> [Okuma Metni]
15. Malatya İdare Mahkemesinin
24/3/2011 tarihli ve E.2010/733, K.2011/807 sayılı kararı ile davanın reddine
hükmedilmiştir. Kararın gerekçesi şöyledir:
"... Gerek
bakılan davanın gerekse Mahkememizde açılmış benzer nitelikteki çok sayıda
davanın incelenmesinden, komisyonların zarar iddialarının araştırılması
konusunda izlediği yöntem ile zarar miktarının hesaplanmasında esas aldığı ölçü
ve kriterlerle ilgili olarak aşağıda sıralanan belli başlı hususlar tespit
edilmiştir:
1- İnşaat bilirkişilerince binaların maliyeti
belirlenirken, Bayındırlık ve İskan Bakanlığı’nca her yıl yayınlanan Mimarlık
ve Mühendislik Hizmet Bedellerinin Hesabında Kullanılacak Yapı Yaklaşık Birim
Maliyetleri Hakkında Tebliğ hükümlerinin esas alındığı, buna göre binaların
değerinin, ev için söz konusu Tebliğ’de II. Sınıf B Grubu olarak
sınıflandırılan yapılar için öngörülen m² birim maliyet değeri;
ahır-samanlık için ise aynı Tebliğ’deki I. Sınıf B Grubu yapılar için öngörülen
m² birim maliyet değeri esas
alınarak ve yaşlarına göre belirlenen oranda yıpranma payı düşülerek tespit
edildiği, Komisyon tarafından yapılan hesaplamalarda ise, önceleri
bilirkişilerin kullandığı m²
birim maliyet değerleri esas alındığı, ancak daha sonraları bu değerler
düşürülerek köy tipi ev için I. Sınıf B Grubu'ndaki, betonarme ev için II.
Sınıf B Grubu'ndaki, ahır-samanlık için ise I. Sınıf A Grubu'ndaki m² birim maliyet değerlerinin esas alındığı görülmekte
olup; buna göre, komisyonca, binaların, niteliğine ve yapımında kullanılan
malzemeye göre bir ayrıma tabi tutularak köy tipi ev için I. Sınıf B
Grubu'ndaki, betonarme ev için II. Sınıf B Grubu'ndaki, ahır-samanlık için ise
I. Sınıf A Grubu'ndaki m² birim
maliyet değerlerinin esas alınmasının daha objektif ve hakkaniyete uygun
düştüğü sonucuna ulaşılarak bina zararlarının belirlenmesinde esas alınabilecek
bir kriter olduğu görülmektedir.

> [Veri Kayıtları]
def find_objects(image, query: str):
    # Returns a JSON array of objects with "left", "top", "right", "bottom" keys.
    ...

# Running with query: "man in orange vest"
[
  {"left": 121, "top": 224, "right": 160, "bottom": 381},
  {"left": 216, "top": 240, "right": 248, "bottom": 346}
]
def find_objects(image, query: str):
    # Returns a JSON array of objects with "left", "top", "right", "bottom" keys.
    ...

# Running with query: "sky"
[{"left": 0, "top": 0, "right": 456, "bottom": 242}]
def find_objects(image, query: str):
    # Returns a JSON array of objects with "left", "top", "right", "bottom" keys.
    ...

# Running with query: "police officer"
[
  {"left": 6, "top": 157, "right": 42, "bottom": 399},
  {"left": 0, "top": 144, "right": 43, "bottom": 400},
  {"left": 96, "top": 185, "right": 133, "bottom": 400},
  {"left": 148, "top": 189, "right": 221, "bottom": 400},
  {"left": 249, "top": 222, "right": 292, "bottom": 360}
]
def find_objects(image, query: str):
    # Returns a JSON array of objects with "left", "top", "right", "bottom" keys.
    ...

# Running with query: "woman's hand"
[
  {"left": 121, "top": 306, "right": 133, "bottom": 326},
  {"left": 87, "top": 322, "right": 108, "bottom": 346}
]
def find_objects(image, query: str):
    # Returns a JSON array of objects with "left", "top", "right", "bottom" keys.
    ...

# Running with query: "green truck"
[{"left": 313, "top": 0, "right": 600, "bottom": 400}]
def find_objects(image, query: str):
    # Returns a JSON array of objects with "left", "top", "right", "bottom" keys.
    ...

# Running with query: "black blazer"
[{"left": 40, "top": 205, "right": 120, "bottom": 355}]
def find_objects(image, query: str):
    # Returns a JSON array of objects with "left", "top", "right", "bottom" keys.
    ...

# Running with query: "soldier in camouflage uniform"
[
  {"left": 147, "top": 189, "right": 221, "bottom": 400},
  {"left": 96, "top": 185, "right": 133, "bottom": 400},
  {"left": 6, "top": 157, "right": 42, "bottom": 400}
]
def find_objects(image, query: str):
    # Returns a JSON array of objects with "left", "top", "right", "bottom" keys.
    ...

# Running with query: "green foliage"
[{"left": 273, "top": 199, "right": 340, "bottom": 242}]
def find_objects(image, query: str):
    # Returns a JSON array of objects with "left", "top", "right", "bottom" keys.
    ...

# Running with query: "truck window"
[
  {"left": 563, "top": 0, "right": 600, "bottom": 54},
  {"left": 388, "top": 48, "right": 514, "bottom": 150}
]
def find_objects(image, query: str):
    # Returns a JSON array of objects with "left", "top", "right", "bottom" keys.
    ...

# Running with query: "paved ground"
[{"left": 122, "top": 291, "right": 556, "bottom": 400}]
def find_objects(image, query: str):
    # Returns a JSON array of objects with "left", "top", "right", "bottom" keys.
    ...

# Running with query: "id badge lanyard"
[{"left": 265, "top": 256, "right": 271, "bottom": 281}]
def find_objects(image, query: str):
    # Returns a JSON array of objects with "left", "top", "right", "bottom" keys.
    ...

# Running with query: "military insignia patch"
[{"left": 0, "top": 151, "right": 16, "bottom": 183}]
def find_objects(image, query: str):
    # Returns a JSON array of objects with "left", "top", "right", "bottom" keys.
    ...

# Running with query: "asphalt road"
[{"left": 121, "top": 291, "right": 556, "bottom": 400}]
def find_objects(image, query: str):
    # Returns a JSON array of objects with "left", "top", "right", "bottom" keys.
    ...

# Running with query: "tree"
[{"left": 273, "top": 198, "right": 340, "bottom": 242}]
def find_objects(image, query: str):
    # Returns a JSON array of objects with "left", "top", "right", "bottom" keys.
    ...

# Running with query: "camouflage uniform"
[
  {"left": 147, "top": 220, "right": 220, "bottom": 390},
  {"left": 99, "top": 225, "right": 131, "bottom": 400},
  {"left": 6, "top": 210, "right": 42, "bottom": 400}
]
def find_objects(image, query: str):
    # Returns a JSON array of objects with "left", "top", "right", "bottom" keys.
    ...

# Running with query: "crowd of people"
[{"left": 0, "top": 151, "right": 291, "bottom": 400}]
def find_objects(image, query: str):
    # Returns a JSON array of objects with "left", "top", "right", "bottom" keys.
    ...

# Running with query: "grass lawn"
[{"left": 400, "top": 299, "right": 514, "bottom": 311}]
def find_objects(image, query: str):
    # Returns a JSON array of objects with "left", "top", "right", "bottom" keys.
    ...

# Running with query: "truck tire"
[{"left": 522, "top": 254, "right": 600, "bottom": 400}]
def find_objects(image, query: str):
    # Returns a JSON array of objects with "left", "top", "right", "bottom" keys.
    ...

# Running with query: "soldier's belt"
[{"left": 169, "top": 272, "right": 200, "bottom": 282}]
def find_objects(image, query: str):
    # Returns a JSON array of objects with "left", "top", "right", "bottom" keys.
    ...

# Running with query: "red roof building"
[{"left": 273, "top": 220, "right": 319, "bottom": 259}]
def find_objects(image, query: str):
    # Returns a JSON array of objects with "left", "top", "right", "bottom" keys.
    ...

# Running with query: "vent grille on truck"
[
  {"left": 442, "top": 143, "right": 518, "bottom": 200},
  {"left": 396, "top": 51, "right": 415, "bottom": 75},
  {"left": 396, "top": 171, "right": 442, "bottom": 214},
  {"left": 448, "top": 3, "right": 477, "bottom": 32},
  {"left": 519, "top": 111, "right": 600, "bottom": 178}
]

> [Yönergeler]
(A) Okuma metnine göre inşaat bilirkişileri ahır-samanlığın değerini bulurken Tebliğ'deki hangi sınıf ve grubun m² birim maliyetini kullanmıştır?
(B) Okuma metninde "1- İnşaat bilirkişilerince" diye başlayan paragrafı, ana bilgileri koruyarak kısa bir madde listesine çevirin.

> [Görevlere Göre Yanıtlar]
(A) I. Sınıf B Grubu yapılar için öngörülen m² birim maliyet değerini kullanmıştır.

(B)
- Bilirkişiler bina maliyetini, Bayındırlık ve İskan Bakanlığınca her yıl yayınlanan Yapı Yaklaşık Birim Maliyetleri Hakkında Tebliğ'e göre belirlemiştir.
- Bilirkişiler ev için II. Sınıf B Grubu, ahır-samanlık için I. Sınıf B Grubu m² birim maliyetini esas almış, binanın yaşına göre yıpranma payını düşmüştür.
- Komisyon önce bilirkişilerin değerlerini kullanmış, sonra bu değerleri düşürmüştür: köy tipi ev için I. Sınıf B, betonarme ev için II. Sınıf B, ahır-samanlık için I. Sınıf A Grubu.
- Binaları niteliğine ve malzemesine göre ayıran bu yöntem daha objektif ve hakkaniyete uygun bulunmuştur. Bina zararlarının belirlenmesinde esas alınabilecek bir kriter sayılmıştır.